アルジェリア大使はアルジェリアと日本の国旗にアルジェリアの風景をあしらった50枚のTシャツを配った。そして石巻の漁師さんたちにアルジェリア・ワインを約束した。日本で最後の5月16日、この日もベイサット大使のスケヂュールはびっしり詰まっていた。午前11時、宿泊先のアルジェリア大使館で、アルジェリア大使も含めてベイサット大使と最終日の打ち合わせし、将来の計画を語り合った。
「36本のアルジェリア・ワインを避難所に送ったよ」と、アルジェリア大使がこともなげに言った。「エッ、マジ!!」ベイサット大使と筆者は思わずアルジェリア大使の手を握った。アルジェリア大使は「たいしたことないよ」と照れ笑いした。アルジェリア政府からの8億円東日本大震災義捐金の話をしてくれた時も、大使は照れていたっけ…。
2011年12月12日~20日まで西サハラ民族大集合取材。ビザ無料の招待。
2012年10月19日~26日、難民キャンプ取材。ビザ無料の招待
2012年11月20日、TICADⅤに西サハラ招待要望書を浜田外務政務官に渡す
2012年12月20日、明治学院大学国際平和研究所の研究会で、大使も講演。
【2013年、イナメナス事件】
そして、2013年1月、イナメナス事件が起こった。
日本人10名がアルジェリアの砂漠にあるイナメナス天然ガス・プラントで殺された。最後の犠牲者、日揮最高幹部の新谷正法氏とは一度、アルジェリア大使公邸のパーティーでお目にかかったことがある。記念写真をお願いしたら、「いや~そういう事は苦手で、」と、しり込みされた。謙虚で誠実でシャイで、小柄なこの方が日揮の副社長(当時)として、世界を駆け巡る企業戦士とは思えなかった。
が、一番大変だったのは大使だった。<アルジェリアはテロ国家>という噂を、敵国は撒こうとしていた。しかし、駐日アルジェリア大使は鋭い外交感覚と、巧みな外交手腕でこの難しい事件を乗り切った。
【TICADⅤから仲間外れ】
2013年4月22日から27日まで、ムロウド西サハラ・アジア担当大臣が滞在した。大臣の来日目的は、6月1日から3日まで横浜で行われるTICADⅤ(第5回アフリカ開発国際会議)への参加を直訴するためだった。逢沢一郎議員、生方幸夫議員、笠井亮議員、柿澤未途議員、福島瑞穂議員、鳩山由紀夫元首相などの政治家に会った。明治学院大学では約200名の学生を前に、早稲田大学院では約50名の大学院生と教授を前に、京都の西サハラ問題を考える集会では活動家や有識者を前に、「西サハラをTICADに招待して欲しい」と訴えた。

-*-

**目標 1**
アルジェリア大使についての文章を、「アルジェリア大使はアルジェリ」から「そして、2013年1月、イナメナス事件が起こった。」に至るまで全部、そのまま再掲してください。

(位置注釈のエントリー)
-*-

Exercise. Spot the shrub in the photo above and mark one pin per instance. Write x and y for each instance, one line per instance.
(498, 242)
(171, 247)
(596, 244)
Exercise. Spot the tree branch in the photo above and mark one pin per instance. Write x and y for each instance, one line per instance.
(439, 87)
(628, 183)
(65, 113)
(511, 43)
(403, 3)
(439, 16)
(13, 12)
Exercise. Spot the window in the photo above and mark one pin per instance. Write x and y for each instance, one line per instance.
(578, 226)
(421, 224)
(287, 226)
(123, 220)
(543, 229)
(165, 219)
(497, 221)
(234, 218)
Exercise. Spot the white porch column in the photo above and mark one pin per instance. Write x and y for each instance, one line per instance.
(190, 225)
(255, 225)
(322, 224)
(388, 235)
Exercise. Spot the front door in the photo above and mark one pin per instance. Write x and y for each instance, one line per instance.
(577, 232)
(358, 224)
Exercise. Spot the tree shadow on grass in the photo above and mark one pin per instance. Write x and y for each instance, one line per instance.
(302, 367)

-*-

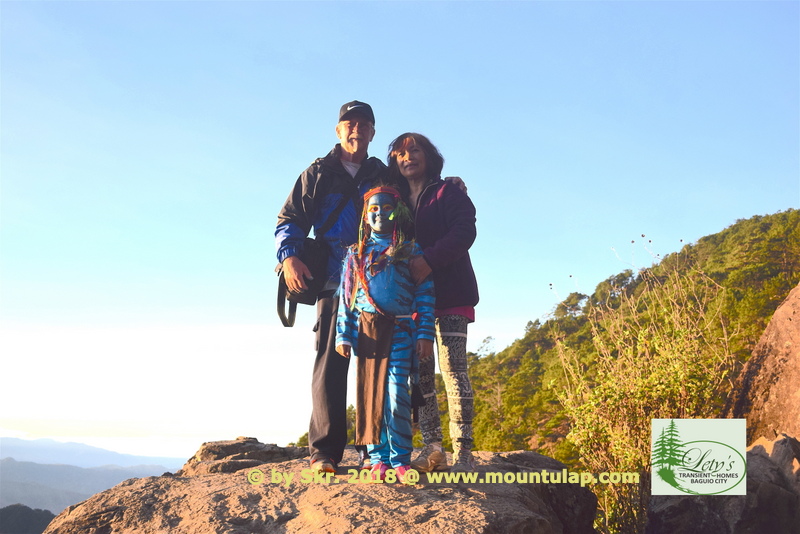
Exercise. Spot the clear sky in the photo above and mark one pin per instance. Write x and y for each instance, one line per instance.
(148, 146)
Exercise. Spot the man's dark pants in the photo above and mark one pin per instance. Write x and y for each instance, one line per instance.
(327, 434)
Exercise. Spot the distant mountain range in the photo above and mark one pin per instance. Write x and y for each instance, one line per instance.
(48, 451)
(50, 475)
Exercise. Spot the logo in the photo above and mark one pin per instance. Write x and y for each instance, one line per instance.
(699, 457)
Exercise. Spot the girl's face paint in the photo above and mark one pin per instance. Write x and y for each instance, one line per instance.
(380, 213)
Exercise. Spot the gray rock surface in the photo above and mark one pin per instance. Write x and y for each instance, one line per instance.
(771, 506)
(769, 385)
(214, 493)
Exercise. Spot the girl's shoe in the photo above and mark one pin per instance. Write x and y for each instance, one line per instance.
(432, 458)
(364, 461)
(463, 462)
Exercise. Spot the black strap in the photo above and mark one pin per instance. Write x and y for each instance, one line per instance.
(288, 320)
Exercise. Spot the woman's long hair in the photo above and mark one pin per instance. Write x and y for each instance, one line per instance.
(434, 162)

-*-

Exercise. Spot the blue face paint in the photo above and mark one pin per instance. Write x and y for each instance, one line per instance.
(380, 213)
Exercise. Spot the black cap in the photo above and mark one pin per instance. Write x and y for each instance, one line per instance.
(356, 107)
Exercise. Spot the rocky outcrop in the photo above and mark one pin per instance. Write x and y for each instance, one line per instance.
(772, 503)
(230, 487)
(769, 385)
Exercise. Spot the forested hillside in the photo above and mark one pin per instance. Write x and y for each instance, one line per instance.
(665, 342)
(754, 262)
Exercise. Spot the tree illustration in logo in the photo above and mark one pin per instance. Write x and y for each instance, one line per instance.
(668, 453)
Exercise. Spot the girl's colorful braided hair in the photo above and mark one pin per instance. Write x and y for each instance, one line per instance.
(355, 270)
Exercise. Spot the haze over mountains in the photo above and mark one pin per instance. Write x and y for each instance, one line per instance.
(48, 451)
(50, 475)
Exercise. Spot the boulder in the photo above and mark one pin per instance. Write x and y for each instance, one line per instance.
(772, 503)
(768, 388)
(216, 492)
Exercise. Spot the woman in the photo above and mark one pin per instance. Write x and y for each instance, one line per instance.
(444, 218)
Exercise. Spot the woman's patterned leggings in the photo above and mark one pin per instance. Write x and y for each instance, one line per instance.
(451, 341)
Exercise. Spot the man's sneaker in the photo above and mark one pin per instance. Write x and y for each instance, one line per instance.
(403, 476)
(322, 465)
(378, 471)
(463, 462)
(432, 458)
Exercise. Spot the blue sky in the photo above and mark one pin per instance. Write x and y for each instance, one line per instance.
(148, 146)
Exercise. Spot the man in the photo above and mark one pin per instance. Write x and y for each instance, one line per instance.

-*-

**目標 2**
エントリーのうち、「logo」という文字列を含む行をすべて報告してください。大文字と小文字は区別します。

**正しい結果 1**
アルジェリア大使はアルジェリアと日本の国旗にアルジェリアの風景をあしらった50枚のTシャツを配った。そして石巻の漁師さんたちにアルジェリア・ワインを約束した。日本で最後の5月16日、この日もベイサット大使のスケヂュールはびっしり詰まっていた。午前11時、宿泊先のアルジェリア大使館で、アルジェリア大使も含めてベイサット大使と最終日の打ち合わせし、将来の計画を語り合った。
「36本のアルジェリア・ワインを避難所に送ったよ」と、アルジェリア大使がこともなげに言った。「エッ、マジ!!」ベイサット大使と筆者は思わずアルジェリア大使の手を握った。アルジェリア大使は「たいしたことないよ」と照れ笑いした。アルジェリア政府からの8億円東日本大震災義捐金の話をしてくれた時も、大使は照れていたっけ…。
2011年12月12日~20日まで西サハラ民族大集合取材。ビザ無料の招待。
2012年10月19日~26日、難民キャンプ取材。ビザ無料の招待
2012年11月20日、TICADⅤに西サハラ招待要望書を浜田外務政務官に渡す
2012年12月20日、明治学院大学国際平和研究所の研究会で、大使も講演。
【2013年、イナメナス事件】
そして、2013年1月、イナメナス事件が起こった。

**正しい結果 2**
Exercise. Spot the logo in the photo above and mark one pin per instance. Write x and y for each instance, one line per instance.
Exercise. Spot the tree illustration in logo in the photo above and mark one pin per instance. Write x and y for each instance, one line per instance.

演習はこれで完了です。